--- Records to process Enclosed Below ---

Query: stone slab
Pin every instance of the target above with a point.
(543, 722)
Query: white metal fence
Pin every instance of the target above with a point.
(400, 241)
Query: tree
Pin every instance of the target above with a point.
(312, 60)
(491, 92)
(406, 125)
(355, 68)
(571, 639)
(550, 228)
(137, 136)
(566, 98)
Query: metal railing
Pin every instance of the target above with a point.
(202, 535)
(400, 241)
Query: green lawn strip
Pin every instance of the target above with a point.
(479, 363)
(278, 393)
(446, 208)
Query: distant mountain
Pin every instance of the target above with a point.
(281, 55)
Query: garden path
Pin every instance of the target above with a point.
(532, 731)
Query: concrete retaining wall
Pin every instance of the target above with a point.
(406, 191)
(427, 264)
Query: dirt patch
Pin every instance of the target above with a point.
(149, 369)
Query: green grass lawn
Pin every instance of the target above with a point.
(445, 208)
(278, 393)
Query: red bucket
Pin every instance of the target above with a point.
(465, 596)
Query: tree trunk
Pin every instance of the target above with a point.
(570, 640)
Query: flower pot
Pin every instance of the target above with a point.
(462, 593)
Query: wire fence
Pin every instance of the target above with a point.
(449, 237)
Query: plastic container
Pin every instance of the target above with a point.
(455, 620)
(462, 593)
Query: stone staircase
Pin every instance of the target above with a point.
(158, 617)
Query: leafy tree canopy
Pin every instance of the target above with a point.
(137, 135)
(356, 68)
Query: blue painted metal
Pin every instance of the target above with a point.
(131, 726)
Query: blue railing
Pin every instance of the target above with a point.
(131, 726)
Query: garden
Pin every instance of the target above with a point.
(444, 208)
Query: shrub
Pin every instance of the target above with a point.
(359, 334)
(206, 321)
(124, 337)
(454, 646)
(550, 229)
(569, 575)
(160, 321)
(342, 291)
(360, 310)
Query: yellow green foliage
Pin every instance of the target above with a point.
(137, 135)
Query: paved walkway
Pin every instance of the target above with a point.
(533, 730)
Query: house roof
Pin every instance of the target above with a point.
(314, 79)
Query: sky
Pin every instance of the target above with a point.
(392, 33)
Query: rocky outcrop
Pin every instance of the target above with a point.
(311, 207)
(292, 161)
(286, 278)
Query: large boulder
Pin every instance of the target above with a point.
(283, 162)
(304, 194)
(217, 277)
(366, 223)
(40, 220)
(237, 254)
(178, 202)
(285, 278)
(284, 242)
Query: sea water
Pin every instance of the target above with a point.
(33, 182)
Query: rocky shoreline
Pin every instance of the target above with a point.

--- End of Enclosed Records to process ---

Take the first line of the material above as the start and the line that contains "Query: garden path" as the end. Output only that span, every line exactly as it stands.

### Result of the task:
Query: stone slab
Pin every instance of the target above with a point.
(543, 722)
Query: white metal fence
Pin every instance of the target above with a point.
(400, 241)
Query: tree
Pin every instance of the target above with a point.
(312, 60)
(491, 92)
(406, 125)
(355, 68)
(571, 639)
(550, 228)
(137, 136)
(566, 98)
Query: metal railing
Pin every instance of the target above with a point.
(202, 535)
(400, 241)
Query: green lawn strip
Pin every instance of the target above with a point.
(479, 363)
(278, 393)
(446, 208)
Query: distant mountain
Pin every instance of the target above with a point.
(281, 55)
Query: garden path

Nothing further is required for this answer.